*Passage cité:*

Journal dde.crisis de Philippe Grasset
14 novembre 2024 (13H30) – J'emploie ce mot de "réplique" au sens sismique, en général à l'occasion d'un tremblement de terre, ces secousses qui suivent le grand coup, et semblent même avoir la même intensité, avec la prétention de le dépasser ! Depuis le tremblement de terre du 5 novembre 2024, cela ne cesse pas, avec des hauts et des bas tous aussi terribles les uns et les autres.
Pour certains (pour Larry Johnson), les grandes nouvelles d'hier en fin d'après-midi n'étaient pas l'essentiel. Il s'agissait plutôt des possibilités de conflit contre l'Iran, de la part d'un Israël assuré d'un nombre de soutiens impressionnants chez Trump-II. C'est l'essentiel de son article d'hier.
Après tout son développement dramatique sur Israël et l'Iran, et les possibilités pour les USA (sous le temps du reste de Biden, et sous Trump-II) d'être entrainés dans une guerre mondiale, Johnson note, comme s'il venait manifestement de l'apprendre exactement à l'instant de terminer son article, – ce qui signifie qu'il faut attendre ses réflexions, y compris celles sur Israël-Iran, à la lumière de ces prolongements extraordinaires (Gabbard, Gaetz, Musk-Rawaswamy) :
« J'ai été heureux d'apprendre que Trump a nommé Tulsi Gabbard au poste de directrice du renseignement national. Cela mettra Tulsi dans une position privilégiée pour tenter de restaurer une certaine intégrité dans les communautés du renseignement. Pour commencer, elle est en charge du briefing quotidien présidentiel. Elle veillera à ce que Trump reçoive des informations exactes. Deuxièmement, elle supervisera toutes les actions et programmes secrets. Elle a un bon instinct et est capable de parler directement à Trump et de le mettre en garde contre toute action stupide. Rien ne garantit qu'il l'écoutera, mais au moins il y aura un adulte dans la pièce. »
« D.C. est en pleine panique »

*Consigne:* Reproduisez tout le passage du journal, de « Pour certains (pour » jusqu'à « son article d'hier. » inclus. Ces enregistrements proviennent d'une autre source que le journal.

Enregistrements du jeu de données de pointage:
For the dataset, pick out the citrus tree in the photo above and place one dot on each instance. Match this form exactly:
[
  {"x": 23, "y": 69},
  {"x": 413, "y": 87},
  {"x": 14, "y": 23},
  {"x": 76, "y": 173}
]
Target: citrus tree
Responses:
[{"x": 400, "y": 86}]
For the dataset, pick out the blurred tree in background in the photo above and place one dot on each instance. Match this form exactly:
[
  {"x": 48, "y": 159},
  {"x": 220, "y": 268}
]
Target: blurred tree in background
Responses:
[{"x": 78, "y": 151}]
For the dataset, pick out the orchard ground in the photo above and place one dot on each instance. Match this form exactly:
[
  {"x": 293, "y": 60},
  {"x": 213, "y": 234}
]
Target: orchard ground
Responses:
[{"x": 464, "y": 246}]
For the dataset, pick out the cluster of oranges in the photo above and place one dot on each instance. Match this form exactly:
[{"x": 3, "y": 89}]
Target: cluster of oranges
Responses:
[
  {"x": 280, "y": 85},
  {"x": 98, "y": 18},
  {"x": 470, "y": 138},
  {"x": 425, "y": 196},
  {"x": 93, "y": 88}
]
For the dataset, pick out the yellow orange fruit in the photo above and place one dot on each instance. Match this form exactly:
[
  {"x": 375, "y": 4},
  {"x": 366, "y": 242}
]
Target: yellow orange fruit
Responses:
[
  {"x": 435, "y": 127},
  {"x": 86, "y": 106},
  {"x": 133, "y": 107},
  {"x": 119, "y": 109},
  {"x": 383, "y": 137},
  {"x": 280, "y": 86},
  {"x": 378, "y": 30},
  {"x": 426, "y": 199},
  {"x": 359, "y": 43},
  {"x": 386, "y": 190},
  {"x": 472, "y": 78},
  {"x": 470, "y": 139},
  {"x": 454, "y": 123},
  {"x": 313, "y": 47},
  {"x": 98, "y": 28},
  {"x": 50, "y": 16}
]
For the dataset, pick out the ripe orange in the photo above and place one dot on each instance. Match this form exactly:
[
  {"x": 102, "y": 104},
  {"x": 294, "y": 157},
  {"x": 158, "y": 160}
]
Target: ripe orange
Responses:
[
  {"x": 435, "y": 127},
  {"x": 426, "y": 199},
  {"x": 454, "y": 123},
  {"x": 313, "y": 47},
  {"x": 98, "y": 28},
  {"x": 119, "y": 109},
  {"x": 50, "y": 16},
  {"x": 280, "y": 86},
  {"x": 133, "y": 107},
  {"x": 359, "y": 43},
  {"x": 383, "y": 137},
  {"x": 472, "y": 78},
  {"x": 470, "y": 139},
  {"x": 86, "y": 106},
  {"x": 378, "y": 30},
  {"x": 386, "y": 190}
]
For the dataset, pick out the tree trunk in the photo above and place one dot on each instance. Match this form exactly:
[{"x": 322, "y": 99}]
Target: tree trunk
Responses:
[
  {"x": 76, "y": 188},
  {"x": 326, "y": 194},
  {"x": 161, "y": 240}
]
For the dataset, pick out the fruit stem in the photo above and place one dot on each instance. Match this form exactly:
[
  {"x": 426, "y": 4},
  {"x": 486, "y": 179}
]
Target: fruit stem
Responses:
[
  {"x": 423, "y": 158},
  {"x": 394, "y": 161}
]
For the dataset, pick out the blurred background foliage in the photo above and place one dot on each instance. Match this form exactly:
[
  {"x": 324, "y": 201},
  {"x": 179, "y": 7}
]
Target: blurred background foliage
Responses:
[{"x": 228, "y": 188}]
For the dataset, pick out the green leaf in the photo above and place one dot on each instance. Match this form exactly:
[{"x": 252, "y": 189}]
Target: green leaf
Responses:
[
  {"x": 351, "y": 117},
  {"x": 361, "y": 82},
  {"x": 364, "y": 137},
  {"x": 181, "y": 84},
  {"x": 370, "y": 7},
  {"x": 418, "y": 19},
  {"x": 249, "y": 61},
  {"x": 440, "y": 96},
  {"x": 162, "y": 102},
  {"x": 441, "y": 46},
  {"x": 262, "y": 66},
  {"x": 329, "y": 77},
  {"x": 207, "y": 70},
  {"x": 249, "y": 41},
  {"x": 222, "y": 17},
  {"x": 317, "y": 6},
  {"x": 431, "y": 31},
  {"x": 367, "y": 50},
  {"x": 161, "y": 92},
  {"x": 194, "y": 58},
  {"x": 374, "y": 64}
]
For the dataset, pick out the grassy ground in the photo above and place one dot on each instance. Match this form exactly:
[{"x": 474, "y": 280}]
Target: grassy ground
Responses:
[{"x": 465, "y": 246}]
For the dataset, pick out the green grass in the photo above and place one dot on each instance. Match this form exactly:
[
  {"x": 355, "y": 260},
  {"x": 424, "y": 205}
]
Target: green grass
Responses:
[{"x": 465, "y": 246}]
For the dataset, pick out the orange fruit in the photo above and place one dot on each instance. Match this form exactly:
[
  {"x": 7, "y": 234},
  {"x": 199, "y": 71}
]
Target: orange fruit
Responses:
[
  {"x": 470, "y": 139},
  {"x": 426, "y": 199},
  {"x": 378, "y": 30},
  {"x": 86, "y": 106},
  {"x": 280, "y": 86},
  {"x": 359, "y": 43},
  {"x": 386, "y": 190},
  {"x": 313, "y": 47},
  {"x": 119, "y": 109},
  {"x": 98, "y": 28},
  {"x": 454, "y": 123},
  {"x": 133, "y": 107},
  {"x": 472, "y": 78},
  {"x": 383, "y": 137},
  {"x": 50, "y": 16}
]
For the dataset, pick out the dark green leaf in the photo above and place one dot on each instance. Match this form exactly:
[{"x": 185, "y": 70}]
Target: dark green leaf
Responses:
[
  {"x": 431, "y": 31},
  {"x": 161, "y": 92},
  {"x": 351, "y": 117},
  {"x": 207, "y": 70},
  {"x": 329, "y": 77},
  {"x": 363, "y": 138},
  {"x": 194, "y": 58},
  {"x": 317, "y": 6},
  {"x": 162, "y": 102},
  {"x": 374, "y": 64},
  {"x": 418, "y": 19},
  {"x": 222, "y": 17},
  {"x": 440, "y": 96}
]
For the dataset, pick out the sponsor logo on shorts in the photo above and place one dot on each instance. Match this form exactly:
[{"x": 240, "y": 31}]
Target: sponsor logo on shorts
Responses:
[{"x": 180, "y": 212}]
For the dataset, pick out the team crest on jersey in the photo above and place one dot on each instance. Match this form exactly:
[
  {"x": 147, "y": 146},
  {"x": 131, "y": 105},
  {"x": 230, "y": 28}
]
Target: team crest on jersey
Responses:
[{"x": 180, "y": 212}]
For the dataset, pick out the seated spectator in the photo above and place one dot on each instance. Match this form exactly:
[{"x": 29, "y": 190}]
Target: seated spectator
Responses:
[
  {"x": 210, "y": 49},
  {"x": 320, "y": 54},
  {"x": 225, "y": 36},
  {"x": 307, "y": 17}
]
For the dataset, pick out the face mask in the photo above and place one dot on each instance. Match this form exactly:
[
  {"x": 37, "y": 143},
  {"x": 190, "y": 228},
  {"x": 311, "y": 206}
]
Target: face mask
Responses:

*Réponse attendue:*
Pour certains (pour Larry Johnson), les grandes nouvelles d'hier en fin d'après-midi n'étaient pas l'essentiel. Il s'agissait plutôt des possibilités de conflit contre l'Iran, de la part d'un Israël assuré d'un nombre de soutiens impressionnants chez Trump-II. C'est l'essentiel de son article d'hier.